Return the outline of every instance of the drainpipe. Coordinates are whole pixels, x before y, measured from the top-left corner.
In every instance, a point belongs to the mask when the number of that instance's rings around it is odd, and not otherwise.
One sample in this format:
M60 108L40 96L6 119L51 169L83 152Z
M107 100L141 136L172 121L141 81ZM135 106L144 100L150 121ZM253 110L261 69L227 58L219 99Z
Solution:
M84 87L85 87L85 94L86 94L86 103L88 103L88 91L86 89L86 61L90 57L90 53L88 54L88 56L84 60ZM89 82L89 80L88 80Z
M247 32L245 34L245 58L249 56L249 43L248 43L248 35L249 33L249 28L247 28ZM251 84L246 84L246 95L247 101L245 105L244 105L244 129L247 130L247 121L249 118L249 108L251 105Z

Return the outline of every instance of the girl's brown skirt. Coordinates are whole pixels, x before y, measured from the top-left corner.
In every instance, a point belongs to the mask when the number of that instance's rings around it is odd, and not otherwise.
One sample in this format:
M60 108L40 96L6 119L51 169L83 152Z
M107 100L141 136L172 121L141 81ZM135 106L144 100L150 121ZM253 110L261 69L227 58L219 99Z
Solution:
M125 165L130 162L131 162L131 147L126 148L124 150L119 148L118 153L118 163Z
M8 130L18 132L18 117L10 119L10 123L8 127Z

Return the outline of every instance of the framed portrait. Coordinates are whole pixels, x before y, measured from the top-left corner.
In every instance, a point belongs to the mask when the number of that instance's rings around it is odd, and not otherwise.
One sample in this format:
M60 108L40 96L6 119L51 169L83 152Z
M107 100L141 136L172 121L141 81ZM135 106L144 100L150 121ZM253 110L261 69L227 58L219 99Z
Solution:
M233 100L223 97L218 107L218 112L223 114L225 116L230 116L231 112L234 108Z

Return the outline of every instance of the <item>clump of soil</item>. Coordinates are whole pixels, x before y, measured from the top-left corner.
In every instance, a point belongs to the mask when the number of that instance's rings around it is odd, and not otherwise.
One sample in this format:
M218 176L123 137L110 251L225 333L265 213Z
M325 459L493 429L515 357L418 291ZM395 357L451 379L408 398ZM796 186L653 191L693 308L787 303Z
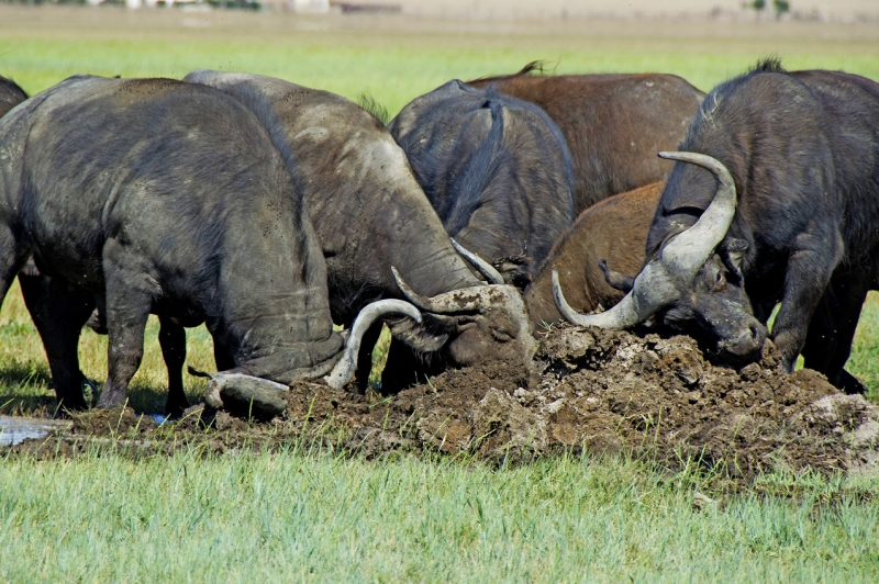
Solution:
M131 411L88 413L75 417L74 436L152 439L163 451L192 441L224 451L298 440L366 457L522 460L624 450L672 468L696 461L739 480L778 468L879 469L879 407L843 395L814 371L785 373L771 342L759 362L736 369L706 359L690 337L561 326L530 370L498 362L449 370L377 401L353 385L301 382L287 403L268 424L199 406L162 426Z

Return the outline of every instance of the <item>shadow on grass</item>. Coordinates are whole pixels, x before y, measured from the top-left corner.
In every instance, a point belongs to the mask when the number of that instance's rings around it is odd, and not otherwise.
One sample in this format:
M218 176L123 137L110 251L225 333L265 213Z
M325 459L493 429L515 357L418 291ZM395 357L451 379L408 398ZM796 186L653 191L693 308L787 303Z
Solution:
M187 389L186 397L190 405L201 400L199 392ZM129 406L142 414L164 414L168 401L168 390L164 386L132 385L129 388Z

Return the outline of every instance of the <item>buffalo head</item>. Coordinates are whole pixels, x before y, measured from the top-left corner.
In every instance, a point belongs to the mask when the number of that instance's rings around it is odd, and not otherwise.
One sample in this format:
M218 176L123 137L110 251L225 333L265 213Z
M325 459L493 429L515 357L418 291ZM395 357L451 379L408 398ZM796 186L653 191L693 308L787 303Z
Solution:
M526 364L534 357L537 345L531 318L515 287L489 283L425 297L392 270L403 295L424 313L423 325L413 321L391 324L394 338L422 352L442 351L445 360L458 367L486 360ZM490 282L500 280L497 272L480 271Z
M693 226L663 244L613 308L589 316L578 314L565 302L554 272L556 305L568 321L581 326L625 328L654 317L693 330L726 358L753 360L759 356L767 332L754 317L744 289L742 258L748 244L726 238L736 207L733 177L719 160L702 154L659 156L701 166L714 175L717 190L709 207ZM609 280L614 278L605 272Z

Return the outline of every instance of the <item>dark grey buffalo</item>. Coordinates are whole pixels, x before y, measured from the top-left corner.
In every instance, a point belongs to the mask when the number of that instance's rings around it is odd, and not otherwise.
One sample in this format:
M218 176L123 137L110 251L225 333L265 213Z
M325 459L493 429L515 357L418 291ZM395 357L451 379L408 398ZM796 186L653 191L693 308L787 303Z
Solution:
M421 324L389 323L401 342L391 346L388 386L414 381L425 367L530 361L536 345L521 294L497 285L490 266L482 269L496 285L470 271L405 155L374 115L340 96L270 77L196 71L186 81L235 97L269 131L326 258L336 323L349 325L378 299L408 297L425 311ZM374 328L367 338L377 335ZM371 349L367 340L364 347Z
M211 88L79 76L0 119L3 295L31 256L66 407L85 405L76 341L96 302L101 406L124 403L151 312L207 323L233 377L323 375L343 347L301 193L259 121Z
M12 79L0 76L0 117L26 99L27 93L14 83Z
M780 302L772 338L785 367L802 352L837 386L861 389L843 367L877 285L879 85L767 60L709 93L681 149L665 155L685 164L663 192L634 289L578 321L656 314L748 360Z
M538 105L558 125L574 159L577 212L612 194L666 180L671 165L656 157L678 147L704 93L676 75L514 75L468 81Z
M527 285L575 217L570 153L549 116L455 80L389 128L448 234Z

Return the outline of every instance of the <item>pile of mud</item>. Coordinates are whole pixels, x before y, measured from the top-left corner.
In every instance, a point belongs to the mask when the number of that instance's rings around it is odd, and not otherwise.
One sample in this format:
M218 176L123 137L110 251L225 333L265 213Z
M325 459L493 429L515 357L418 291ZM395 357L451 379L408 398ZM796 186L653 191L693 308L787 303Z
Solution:
M626 451L741 480L769 469L879 469L879 407L814 371L786 374L769 342L759 362L733 369L712 363L690 337L563 326L542 341L531 371L507 363L447 371L377 401L349 390L298 383L285 416L268 424L198 408L160 426L130 411L89 413L66 437L18 448L46 454L62 440L62 451L76 451L102 437L154 453L193 440L205 451L298 441L366 457L489 460Z

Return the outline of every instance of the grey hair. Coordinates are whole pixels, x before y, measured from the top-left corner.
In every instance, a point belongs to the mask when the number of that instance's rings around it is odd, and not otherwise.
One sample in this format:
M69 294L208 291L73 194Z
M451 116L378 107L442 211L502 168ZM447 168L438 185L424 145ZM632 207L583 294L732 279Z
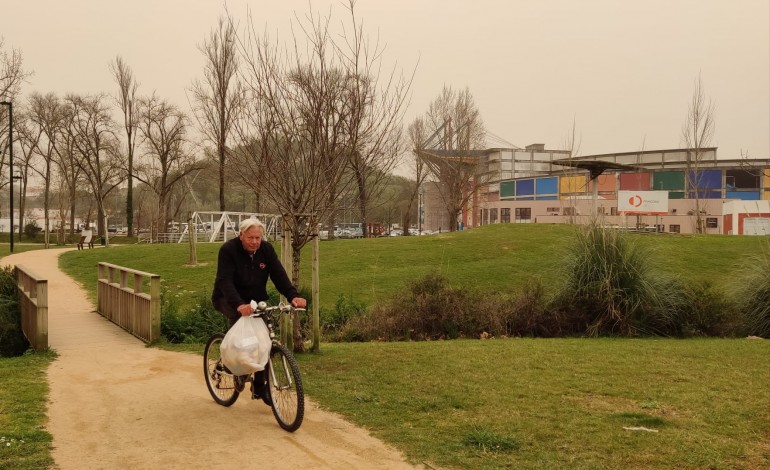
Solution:
M263 224L261 220L259 220L257 218L254 218L254 217L250 217L248 219L241 220L241 223L238 226L238 230L240 231L240 233L244 233L246 230L250 229L251 227L255 227L255 226L259 227L260 229L262 229L262 235L265 234L265 224Z

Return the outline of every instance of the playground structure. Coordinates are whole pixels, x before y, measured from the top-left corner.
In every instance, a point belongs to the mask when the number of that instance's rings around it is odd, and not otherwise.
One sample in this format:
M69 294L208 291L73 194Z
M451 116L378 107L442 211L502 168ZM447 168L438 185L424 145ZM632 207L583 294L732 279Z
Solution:
M281 236L281 216L256 212L193 212L187 223L175 223L171 232L140 233L139 243L184 243L195 236L198 243L222 243L238 236L238 225L244 219L257 218L265 224L265 238L275 241Z

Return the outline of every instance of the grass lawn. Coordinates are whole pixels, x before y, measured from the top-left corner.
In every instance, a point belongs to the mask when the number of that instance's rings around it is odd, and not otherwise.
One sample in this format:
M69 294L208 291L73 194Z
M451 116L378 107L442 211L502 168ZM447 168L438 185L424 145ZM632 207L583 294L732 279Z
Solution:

§ WHAT YOU NEED TO DO
Recast all of the material above as a Markdown table with the columns No. and Entry, numbering each non-blank line in order and excluding the pictures.

§ EXPECTED OUTPUT
| No. | Entry |
|---|---|
| 1 | Return the outline of every instance of the drainpipe. Coordinates are whole pixels, x before y, measured from the top-left corner. |
| 2 | In every instance, a point belongs to the mask when the number of that instance's rings around it is odd, and not otherwise. |
| 3 | One sample in this format: |
| 4 | M60 108L40 96L6 119L51 169L83 152Z |
| 5 | M107 100L141 136L172 121L141 81ZM135 106L144 100L150 121ZM253 110L261 69L227 58L219 99Z |
| 6 | Solution: |
| 7 | M84 87L85 87L85 94L86 94L86 103L88 103L88 91L86 89L86 61L90 57L90 53L88 54L88 56L84 60ZM89 82L89 80L88 80Z |
| 8 | M247 32L245 34L245 58L249 56L249 43L248 43L248 35L249 33L249 28L247 28ZM251 84L246 84L246 95L247 101L245 105L244 105L244 129L247 130L247 121L249 118L249 108L251 105Z |
| 9 | Return the outline of every instance of the girl's brown skirt. Coordinates are whole pixels, x before y, measured from the top-left corner. |
| 10 | In every instance, a point belongs to the mask when the number of that instance's rings around it is odd, and not otherwise. |
| 11 | One sample in this format: |
| 12 | M60 108L40 96L6 119L51 169L83 152Z |
| 13 | M107 100L141 136L172 121L141 81ZM135 106L144 100L150 121ZM253 110L261 69L227 58L219 99Z |
| 14 | Solution: |
| 15 | M125 165L130 162L131 162L131 147L126 148L124 150L119 148L118 153L118 163Z |
| 16 | M8 130L18 132L18 117L10 119L10 123L8 127Z |
| 17 | Return the outline of every instance of the framed portrait. Coordinates are whole pixels, x before y, measured from the top-left corner. |
| 18 | In every instance, a point belongs to the mask when the number of that instance's rings around it is odd, and not otherwise. |
| 19 | One sample in this format: |
| 20 | M60 108L40 96L6 119L51 169L83 152Z |
| 21 | M107 100L141 136L172 121L141 81ZM135 106L144 100L150 121ZM253 110L261 69L227 58L219 99Z |
| 22 | Solution: |
| 23 | M233 100L223 97L218 107L218 112L223 114L225 116L230 116L231 112L234 108Z |
| 24 | Return the outline of every instance of the <item>clump of soil</item>. Coordinates are whole pixels, x before y, measured from the top-left corner. |
| 25 | In every instance, a point belongs to the mask when the number of that instance's rings around it is odd, and not otherwise. |
| 26 | One sample in this format: |
| 27 | M218 176L123 137L110 251L225 333L265 213Z |
| 28 | M325 459L493 429L515 357L418 291ZM395 357L451 379L408 398ZM796 186L653 191L693 308L787 303Z |
| 29 | Solution: |
| 30 | M131 411L88 413L75 417L74 436L152 439L163 451L192 441L224 451L298 440L366 457L522 460L624 450L672 468L696 461L739 480L778 468L879 469L879 407L843 395L814 371L785 373L771 342L759 362L736 369L706 359L690 337L561 326L530 370L498 362L449 370L377 401L353 385L301 382L287 403L268 424L199 406L162 426Z |
| 31 | Return the outline of every instance of the <item>shadow on grass</item>. Coordinates are whole pixels, x before y, measured from the top-left corner. |
| 32 | In every instance, a point belongs to the mask when the number of that instance's rings around it is odd, and not otherwise. |
| 33 | One sample in this format: |
| 34 | M218 176L123 137L110 251L225 333L265 213Z |
| 35 | M325 459L493 429L515 357L418 291ZM395 357L451 379L408 398ZM796 186L653 191L693 308L787 303Z |
| 36 | Solution: |
| 37 | M187 389L186 397L190 405L201 400L199 392ZM129 406L142 414L164 414L168 401L168 390L164 386L132 385L129 388Z |
| 38 | Return the outline of every instance of the <item>buffalo head</item>. Coordinates are whole pixels, x before y, measured from the top-left corner. |
| 39 | In every instance, a point belongs to the mask when the number of that instance's rings around it is odd, and not otherwise. |
| 40 | One sample in this format: |
| 41 | M218 176L123 137L110 251L225 333L265 213Z |
| 42 | M325 459L493 429L515 357L418 291ZM395 357L451 379L408 398ZM796 186L653 191L693 308L787 303Z |
| 43 | Solution: |
| 44 | M526 364L534 357L537 345L531 318L515 287L489 283L425 297L392 270L403 295L424 313L423 325L413 321L391 324L394 338L422 352L442 351L445 360L458 367L486 360ZM490 282L500 280L497 272L480 271Z |
| 45 | M693 226L663 244L613 308L589 316L578 314L565 302L554 272L556 305L568 321L581 326L625 328L654 317L693 330L726 358L753 360L759 356L767 332L754 317L744 289L742 258L748 244L726 238L736 207L733 177L719 160L702 154L659 156L701 166L714 175L717 190L709 207ZM609 280L614 278L605 272Z |
| 46 | Return the outline of every instance of the <item>dark grey buffalo</item>. Coordinates are whole pixels, x before y, measured from the top-left corner. |
| 47 | In every instance, a point belongs to the mask when the number of that instance's rings around it is odd, and not otherwise. |
| 48 | One sample in this format: |
| 49 | M218 176L123 137L110 251L225 333L265 213Z |
| 50 | M325 459L493 429L515 357L418 291ZM395 357L451 379L408 398ZM796 186L653 191L693 308L787 303Z |
| 51 | Solution: |
| 52 | M421 324L389 323L401 342L391 346L388 386L414 381L425 367L530 361L536 345L521 294L497 285L490 266L482 269L496 285L470 271L405 155L374 115L340 96L270 77L196 71L186 81L235 97L269 131L326 258L336 323L349 325L378 299L408 297L425 311ZM374 328L367 338L377 335ZM371 349L367 340L364 347Z |
| 53 | M211 88L79 76L0 119L3 295L31 256L66 407L85 405L76 341L96 302L101 406L124 403L151 312L207 323L233 377L323 375L343 347L301 193L259 121Z |
| 54 | M12 79L0 76L0 117L26 99L27 93L14 83Z |
| 55 | M780 302L772 338L785 367L802 352L837 386L861 389L843 367L877 285L879 85L767 60L709 93L681 149L665 155L685 164L663 192L634 289L578 321L656 314L748 360Z |
| 56 | M538 105L558 125L574 159L577 212L612 194L666 180L671 165L656 157L678 147L704 93L676 75L514 75L468 81Z |
| 57 | M527 285L575 217L570 153L549 116L455 80L389 128L448 234Z |
| 58 | Return the outline of every instance of the <item>pile of mud</item>. Coordinates are whole pixels, x before y, measured from the top-left corner. |
| 59 | In every instance, a point belongs to the mask when the number of that instance's rings around it is odd, and not otherwise. |
| 60 | One sample in this format: |
| 61 | M218 176L123 137L110 251L225 333L265 213Z |
| 62 | M325 459L493 429L515 357L418 291ZM395 357L451 379L408 398ZM796 186L653 191L693 308L787 303Z |
| 63 | Solution: |
| 64 | M626 451L741 480L769 469L879 469L879 407L814 371L786 374L769 342L759 362L733 369L712 363L690 337L563 326L542 341L531 371L507 363L447 371L377 401L349 390L298 383L285 416L268 424L198 408L160 426L130 411L89 413L66 437L18 448L46 454L62 440L62 451L76 451L102 437L154 453L193 440L205 451L298 441L366 457L489 460Z |
| 65 | Return the outline of every instance of the grey hair. Coordinates are whole pixels, x before y, measured from the top-left corner. |
| 66 | In every instance, a point belongs to the mask when the number of that instance's rings around it is odd, and not otherwise. |
| 67 | One sample in this format: |
| 68 | M69 294L208 291L73 194Z |
| 69 | M451 116L378 107L442 211L502 168ZM447 168L438 185L424 145ZM632 207L583 294L732 279Z |
| 70 | Solution: |
| 71 | M263 224L261 220L259 220L257 218L254 218L254 217L250 217L248 219L241 220L241 223L238 226L238 230L240 231L240 233L244 233L246 230L250 229L251 227L255 227L255 226L259 227L260 229L262 229L262 235L265 234L265 224Z |
| 72 | Return the outline of every instance of the playground structure. Coordinates are whole pixels, x before y, measured from the top-left corner. |
| 73 | In every instance, a point belongs to the mask when the number of that instance's rings around it is odd, and not otherwise. |
| 74 | One sample in this format: |
| 75 | M69 294L208 291L73 194Z |
| 76 | M451 116L378 107L442 211L502 168ZM447 168L438 185L424 145ZM632 207L583 294L732 279Z |
| 77 | Solution: |
| 78 | M281 236L281 216L256 212L193 212L187 223L175 223L171 232L140 233L139 243L184 243L195 236L198 243L222 243L238 236L238 225L244 219L257 218L265 224L265 238L275 241Z |
| 79 | Return the outline of every instance of the grass lawn. Coordinates are whole pixels, x before y, measured from the top-left corner. |
| 80 | In every instance, a point belongs to the mask when the number of that instance's rings around it is odd, and not otherwise. |
| 81 | One sample in this format: |
| 82 | M69 294L208 291L73 194Z |
| 83 | M451 116L378 107L442 211L502 168ZM447 168L438 185L424 145ZM632 207L583 294L732 279Z |
| 84 | Solution: |